*WHAT YOU HAVE TO DO*: Express the rows from the line with "Where can the potted plant be seen here?" through the line with "x=88, y=229", both ends included, as a JSON list of strings with one string per line and no blank lines. Cover only those lines.

Pointing dataset records
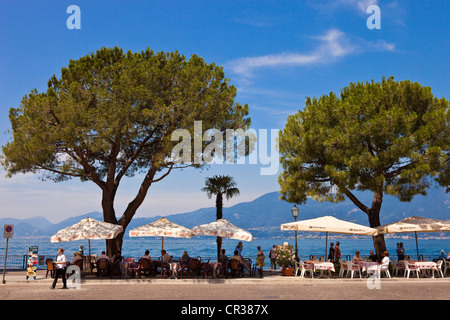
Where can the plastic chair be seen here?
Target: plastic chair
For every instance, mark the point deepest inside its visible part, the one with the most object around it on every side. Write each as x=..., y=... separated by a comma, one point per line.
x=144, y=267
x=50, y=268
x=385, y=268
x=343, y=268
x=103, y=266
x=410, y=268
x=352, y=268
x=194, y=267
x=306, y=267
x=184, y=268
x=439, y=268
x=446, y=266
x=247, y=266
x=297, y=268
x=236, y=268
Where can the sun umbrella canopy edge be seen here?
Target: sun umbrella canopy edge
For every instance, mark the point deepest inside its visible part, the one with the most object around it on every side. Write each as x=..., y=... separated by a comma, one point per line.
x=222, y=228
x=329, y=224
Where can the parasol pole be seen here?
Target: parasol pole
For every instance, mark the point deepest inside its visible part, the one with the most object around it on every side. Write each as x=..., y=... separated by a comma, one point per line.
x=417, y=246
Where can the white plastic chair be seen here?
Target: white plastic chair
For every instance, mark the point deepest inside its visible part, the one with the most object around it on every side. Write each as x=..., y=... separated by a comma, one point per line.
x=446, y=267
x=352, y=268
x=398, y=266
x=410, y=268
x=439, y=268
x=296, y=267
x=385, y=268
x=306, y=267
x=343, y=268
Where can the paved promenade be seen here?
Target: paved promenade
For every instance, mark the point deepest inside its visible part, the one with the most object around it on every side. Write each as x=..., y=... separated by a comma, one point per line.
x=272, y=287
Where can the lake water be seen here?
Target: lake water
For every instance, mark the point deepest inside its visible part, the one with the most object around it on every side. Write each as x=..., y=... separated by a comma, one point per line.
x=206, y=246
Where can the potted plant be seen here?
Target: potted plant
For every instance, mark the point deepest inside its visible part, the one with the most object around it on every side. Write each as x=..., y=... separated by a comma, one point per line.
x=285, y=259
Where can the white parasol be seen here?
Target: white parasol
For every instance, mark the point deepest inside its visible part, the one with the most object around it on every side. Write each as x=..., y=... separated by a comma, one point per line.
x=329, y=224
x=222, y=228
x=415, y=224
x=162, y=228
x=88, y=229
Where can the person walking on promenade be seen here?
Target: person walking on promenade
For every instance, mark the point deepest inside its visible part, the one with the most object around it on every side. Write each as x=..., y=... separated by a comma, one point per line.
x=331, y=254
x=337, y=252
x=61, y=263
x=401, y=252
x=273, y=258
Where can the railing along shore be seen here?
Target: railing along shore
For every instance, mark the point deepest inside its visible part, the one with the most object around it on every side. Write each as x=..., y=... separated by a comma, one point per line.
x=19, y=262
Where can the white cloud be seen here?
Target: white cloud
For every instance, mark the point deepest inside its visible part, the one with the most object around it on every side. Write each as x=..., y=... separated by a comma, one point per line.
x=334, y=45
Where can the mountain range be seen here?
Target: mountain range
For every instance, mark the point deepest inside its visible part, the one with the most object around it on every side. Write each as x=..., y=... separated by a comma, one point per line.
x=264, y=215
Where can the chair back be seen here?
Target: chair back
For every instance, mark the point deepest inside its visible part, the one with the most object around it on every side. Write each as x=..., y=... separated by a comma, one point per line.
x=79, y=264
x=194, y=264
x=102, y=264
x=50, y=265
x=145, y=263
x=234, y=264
* * *
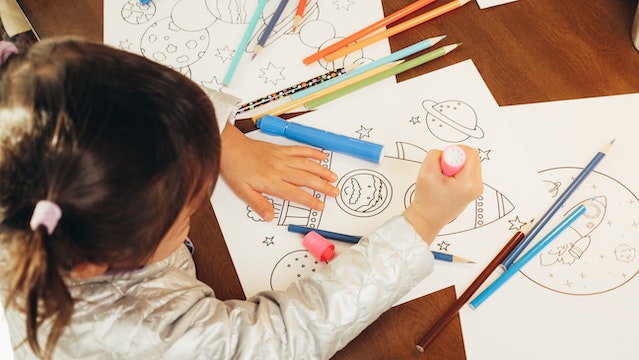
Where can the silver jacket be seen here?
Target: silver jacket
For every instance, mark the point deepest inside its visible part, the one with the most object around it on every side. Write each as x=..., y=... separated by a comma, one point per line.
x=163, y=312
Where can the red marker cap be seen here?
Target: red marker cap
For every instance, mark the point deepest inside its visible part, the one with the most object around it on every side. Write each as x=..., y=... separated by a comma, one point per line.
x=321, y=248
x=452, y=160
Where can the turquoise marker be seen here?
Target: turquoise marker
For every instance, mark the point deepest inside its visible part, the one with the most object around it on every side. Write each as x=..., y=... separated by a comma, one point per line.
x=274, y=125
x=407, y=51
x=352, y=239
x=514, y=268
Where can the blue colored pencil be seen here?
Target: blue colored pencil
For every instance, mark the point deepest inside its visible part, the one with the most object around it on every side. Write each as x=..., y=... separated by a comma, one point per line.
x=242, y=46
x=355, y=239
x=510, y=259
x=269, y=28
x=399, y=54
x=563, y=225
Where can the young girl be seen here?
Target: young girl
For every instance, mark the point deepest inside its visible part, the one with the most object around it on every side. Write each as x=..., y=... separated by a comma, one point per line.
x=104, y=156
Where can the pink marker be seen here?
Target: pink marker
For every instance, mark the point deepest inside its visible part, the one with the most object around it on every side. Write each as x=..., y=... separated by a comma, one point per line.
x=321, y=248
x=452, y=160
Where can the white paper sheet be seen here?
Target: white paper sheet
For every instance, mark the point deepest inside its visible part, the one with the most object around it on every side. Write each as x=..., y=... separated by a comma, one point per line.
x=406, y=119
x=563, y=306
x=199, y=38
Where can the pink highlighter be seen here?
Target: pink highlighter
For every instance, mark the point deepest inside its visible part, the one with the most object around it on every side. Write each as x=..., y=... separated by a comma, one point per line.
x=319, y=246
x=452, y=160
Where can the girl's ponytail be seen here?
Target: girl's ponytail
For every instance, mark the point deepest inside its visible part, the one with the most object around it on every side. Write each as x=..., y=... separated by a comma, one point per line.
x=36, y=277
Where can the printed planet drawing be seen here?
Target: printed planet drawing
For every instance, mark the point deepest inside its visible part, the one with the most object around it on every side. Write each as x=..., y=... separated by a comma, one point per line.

*COMPLETE RESPONSE*:
[
  "Where can the potted plant be seen here?",
  "Target: potted plant",
  "For every instance, mark the point deepest inside its visible part, the one with the most object around it on every side. Write each as x=..., y=... separated by a comma, one point per line.",
  "x=285, y=259",
  "Where can the white parasol be seen here?",
  "Target: white parasol",
  "For every instance, mark the point deepest inside its visible part, the one with the most object around it on every side. Write each as x=..., y=... separated by a comma, one point per line.",
  "x=329, y=224",
  "x=222, y=228",
  "x=415, y=224",
  "x=162, y=228",
  "x=88, y=229"
]